Study material =>
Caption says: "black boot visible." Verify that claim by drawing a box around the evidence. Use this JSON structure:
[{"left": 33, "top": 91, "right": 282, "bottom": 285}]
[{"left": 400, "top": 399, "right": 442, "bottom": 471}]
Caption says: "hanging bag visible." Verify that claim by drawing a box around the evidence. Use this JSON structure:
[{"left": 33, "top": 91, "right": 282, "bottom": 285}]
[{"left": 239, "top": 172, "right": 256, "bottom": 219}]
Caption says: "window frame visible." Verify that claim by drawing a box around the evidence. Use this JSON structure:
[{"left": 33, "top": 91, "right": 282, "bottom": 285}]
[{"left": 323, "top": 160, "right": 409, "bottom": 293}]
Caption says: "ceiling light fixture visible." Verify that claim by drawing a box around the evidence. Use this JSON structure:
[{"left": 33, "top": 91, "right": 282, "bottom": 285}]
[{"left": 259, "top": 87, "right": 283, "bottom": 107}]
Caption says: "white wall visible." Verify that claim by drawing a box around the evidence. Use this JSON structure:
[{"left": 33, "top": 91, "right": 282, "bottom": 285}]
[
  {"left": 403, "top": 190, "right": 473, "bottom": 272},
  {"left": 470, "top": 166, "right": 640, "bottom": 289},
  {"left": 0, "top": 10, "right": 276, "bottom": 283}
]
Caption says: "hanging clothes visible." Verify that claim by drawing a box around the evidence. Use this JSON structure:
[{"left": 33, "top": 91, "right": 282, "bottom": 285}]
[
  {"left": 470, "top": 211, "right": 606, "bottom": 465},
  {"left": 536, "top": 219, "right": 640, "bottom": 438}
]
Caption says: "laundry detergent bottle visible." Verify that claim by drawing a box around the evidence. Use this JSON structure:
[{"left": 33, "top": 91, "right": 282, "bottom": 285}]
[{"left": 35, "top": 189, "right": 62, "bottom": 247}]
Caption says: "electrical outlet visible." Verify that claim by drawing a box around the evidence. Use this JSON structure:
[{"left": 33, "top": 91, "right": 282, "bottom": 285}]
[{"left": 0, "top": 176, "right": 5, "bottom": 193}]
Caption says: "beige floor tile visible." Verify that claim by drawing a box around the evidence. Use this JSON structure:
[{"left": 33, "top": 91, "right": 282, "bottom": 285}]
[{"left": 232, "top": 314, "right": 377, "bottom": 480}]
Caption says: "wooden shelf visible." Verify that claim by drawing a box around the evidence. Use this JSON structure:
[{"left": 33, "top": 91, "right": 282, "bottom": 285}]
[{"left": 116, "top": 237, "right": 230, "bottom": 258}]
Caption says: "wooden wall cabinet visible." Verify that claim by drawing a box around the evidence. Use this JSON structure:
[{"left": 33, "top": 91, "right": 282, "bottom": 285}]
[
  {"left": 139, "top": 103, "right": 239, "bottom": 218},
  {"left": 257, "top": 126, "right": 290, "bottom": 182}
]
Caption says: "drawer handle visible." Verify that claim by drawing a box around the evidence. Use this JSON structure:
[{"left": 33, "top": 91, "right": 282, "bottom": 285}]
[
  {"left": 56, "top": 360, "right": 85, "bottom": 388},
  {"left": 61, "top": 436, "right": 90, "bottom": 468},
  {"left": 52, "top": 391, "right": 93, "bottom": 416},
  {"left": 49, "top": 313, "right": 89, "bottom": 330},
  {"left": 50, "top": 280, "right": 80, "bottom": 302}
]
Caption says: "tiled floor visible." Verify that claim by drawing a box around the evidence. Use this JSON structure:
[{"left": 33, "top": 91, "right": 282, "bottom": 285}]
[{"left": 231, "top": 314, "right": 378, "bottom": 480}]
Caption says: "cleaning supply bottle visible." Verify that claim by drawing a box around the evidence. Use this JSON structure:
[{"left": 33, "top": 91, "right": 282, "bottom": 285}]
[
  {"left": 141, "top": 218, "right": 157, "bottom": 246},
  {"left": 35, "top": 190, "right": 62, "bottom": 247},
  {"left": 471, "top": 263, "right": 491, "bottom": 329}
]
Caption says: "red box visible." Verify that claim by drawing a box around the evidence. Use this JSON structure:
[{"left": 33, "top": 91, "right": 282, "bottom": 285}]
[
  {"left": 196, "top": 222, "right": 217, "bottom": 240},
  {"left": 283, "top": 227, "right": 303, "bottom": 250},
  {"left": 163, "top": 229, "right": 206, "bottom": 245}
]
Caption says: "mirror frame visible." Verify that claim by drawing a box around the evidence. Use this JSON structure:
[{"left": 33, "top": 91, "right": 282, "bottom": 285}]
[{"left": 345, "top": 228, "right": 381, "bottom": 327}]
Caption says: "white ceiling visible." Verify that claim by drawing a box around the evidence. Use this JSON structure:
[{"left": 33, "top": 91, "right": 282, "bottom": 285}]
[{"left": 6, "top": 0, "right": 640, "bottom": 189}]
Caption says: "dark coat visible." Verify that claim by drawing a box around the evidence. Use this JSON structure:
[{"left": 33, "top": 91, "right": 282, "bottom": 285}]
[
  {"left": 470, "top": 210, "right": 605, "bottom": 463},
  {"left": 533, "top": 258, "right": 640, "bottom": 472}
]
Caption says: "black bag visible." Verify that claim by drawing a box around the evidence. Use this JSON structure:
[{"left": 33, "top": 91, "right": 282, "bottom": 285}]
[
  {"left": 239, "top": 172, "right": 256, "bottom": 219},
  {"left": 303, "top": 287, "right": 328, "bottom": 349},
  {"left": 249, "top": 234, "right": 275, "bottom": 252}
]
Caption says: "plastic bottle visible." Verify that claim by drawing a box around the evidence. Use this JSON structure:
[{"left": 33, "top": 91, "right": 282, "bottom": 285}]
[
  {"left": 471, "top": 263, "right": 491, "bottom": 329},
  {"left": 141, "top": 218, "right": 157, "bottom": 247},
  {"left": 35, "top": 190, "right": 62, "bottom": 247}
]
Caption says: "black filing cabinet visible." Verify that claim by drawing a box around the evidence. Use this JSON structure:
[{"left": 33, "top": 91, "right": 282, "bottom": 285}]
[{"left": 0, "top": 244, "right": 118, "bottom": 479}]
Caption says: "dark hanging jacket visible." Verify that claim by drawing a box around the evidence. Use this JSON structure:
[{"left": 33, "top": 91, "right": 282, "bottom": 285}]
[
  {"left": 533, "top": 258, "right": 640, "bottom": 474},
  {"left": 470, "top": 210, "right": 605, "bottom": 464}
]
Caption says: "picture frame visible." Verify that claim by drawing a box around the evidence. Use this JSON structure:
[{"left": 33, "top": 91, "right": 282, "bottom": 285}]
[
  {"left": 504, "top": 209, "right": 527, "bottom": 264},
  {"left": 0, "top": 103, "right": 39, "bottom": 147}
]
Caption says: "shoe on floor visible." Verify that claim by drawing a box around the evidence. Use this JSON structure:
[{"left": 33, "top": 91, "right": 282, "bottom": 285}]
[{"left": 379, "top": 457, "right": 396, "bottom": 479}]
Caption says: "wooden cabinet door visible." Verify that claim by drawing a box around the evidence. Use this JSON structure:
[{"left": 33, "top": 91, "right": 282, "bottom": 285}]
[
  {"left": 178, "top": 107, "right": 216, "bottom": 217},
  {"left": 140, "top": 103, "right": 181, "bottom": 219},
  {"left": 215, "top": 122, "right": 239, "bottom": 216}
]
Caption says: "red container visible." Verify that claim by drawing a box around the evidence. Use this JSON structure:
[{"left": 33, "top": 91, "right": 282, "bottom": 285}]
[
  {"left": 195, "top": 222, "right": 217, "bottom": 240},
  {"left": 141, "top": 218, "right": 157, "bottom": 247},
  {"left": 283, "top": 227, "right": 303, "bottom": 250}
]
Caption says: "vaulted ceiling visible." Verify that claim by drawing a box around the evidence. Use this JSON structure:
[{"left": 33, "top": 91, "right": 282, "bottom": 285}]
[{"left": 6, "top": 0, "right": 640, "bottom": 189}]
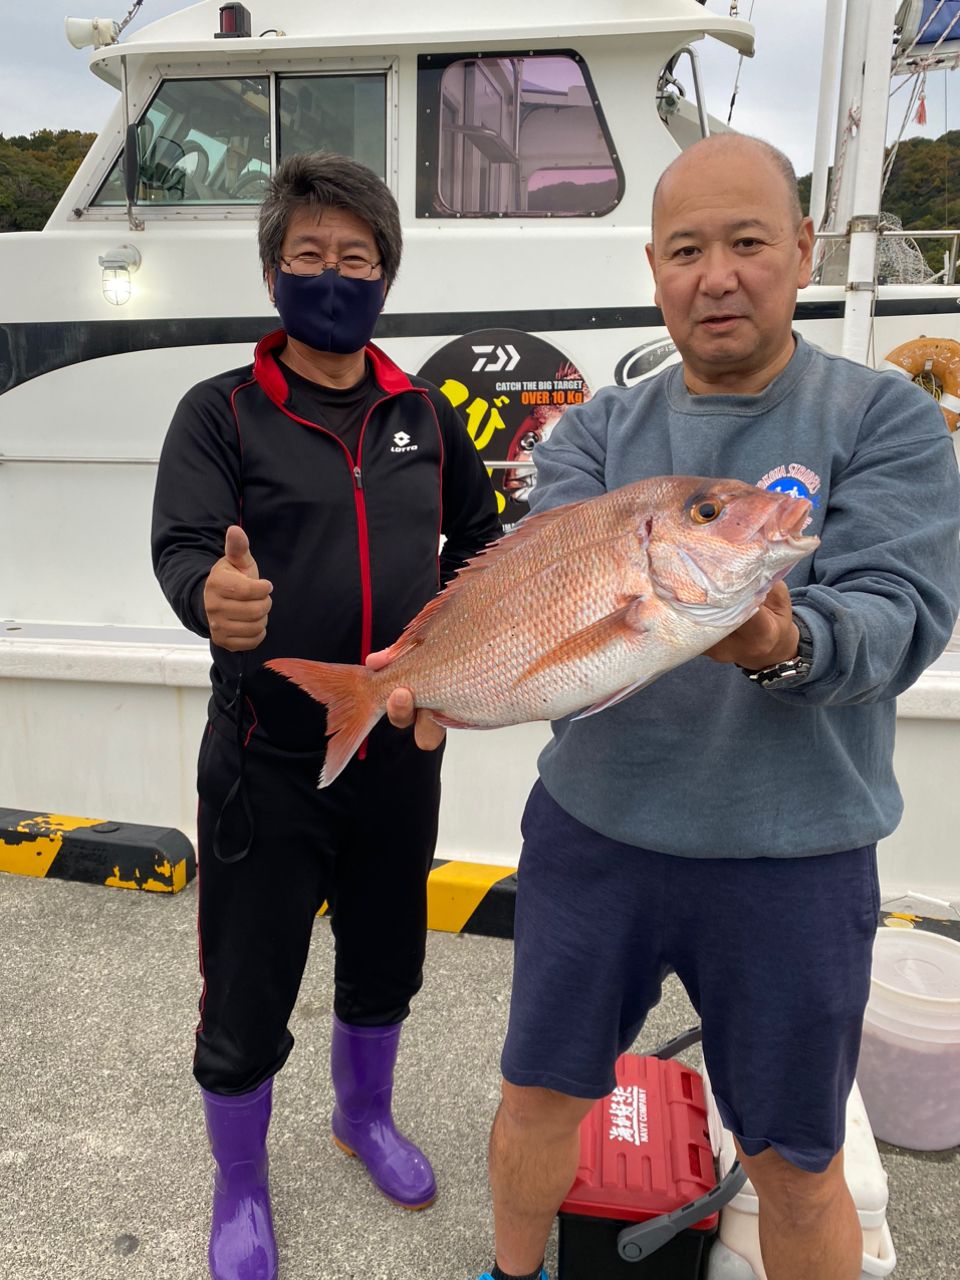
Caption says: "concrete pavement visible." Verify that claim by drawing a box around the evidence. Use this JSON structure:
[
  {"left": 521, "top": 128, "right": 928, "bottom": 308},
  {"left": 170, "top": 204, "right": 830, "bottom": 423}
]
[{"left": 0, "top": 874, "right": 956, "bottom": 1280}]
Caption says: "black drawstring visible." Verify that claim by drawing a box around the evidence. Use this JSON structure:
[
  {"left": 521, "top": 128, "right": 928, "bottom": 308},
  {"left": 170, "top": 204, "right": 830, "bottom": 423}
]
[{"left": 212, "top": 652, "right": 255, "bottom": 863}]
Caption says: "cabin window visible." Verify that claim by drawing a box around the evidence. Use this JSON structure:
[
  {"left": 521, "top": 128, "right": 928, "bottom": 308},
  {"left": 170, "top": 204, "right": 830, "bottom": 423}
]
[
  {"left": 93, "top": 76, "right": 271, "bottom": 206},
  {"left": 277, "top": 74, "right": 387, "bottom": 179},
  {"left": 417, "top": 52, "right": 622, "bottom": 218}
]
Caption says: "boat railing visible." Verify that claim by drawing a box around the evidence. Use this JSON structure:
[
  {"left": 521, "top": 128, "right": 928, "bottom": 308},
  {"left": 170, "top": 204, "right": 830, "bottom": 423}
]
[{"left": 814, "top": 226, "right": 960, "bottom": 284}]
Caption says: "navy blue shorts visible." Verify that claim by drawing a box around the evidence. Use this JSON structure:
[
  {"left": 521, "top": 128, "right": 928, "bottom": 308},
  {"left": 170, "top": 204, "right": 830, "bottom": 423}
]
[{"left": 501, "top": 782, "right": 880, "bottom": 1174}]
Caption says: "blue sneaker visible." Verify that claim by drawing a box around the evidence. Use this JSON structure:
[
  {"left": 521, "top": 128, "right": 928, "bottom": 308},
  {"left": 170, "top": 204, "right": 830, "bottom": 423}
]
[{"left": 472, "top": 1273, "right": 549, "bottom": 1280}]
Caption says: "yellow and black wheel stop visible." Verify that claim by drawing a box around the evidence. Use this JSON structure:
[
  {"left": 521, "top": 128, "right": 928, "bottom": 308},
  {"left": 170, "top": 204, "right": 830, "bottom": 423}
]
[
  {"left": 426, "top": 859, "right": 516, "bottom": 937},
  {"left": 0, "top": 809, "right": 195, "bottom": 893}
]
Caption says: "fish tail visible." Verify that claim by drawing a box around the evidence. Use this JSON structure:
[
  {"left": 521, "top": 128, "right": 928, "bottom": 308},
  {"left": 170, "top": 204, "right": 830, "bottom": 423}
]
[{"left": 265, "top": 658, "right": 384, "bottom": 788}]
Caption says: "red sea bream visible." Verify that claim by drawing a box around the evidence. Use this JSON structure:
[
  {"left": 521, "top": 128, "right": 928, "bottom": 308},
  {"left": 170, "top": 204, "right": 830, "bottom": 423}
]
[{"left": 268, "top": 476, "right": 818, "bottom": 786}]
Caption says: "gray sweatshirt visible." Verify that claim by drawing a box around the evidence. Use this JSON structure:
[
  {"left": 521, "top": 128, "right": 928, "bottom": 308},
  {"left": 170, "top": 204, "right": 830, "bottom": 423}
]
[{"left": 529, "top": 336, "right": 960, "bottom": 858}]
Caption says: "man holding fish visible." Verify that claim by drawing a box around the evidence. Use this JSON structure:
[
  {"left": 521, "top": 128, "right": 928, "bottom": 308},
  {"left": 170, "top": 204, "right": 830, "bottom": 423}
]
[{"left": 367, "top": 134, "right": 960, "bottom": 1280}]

Task item => This task calls for each line of the material that contains "blue".

Result =>
Caption says: "navy blue shorts visible." Verify that claim by drawing a box around the evidence. Use this JSON structure:
Caption says: "blue sneaker visible." Verify that claim by drawing a box around the evidence. Use this JSON structure:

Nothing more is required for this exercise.